> Instructions for the task: Print every line below that comes at or after the line containing "each instance gets its own outline", exactly as written.

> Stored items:
◆ ◆ ◆ ◆ ◆ ◆ ◆
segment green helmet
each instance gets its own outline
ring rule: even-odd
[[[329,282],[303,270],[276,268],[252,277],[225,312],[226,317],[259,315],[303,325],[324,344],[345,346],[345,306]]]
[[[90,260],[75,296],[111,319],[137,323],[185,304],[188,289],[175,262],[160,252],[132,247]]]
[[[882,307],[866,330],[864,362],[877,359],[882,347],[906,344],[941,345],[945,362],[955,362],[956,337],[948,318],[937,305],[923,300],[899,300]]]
◆ ◆ ◆ ◆ ◆ ◆ ◆
> Result of the task:
each instance gets its own outline
ring rule: even-odd
[[[329,282],[303,270],[276,268],[252,277],[225,312],[226,317],[259,315],[303,325],[324,344],[345,346],[345,306]]]
[[[90,260],[75,296],[111,319],[137,323],[185,304],[188,289],[175,262],[160,252],[132,247]]]
[[[882,307],[866,330],[864,362],[877,359],[882,347],[906,344],[941,345],[945,362],[955,362],[956,337],[948,318],[937,305],[923,300],[899,300]]]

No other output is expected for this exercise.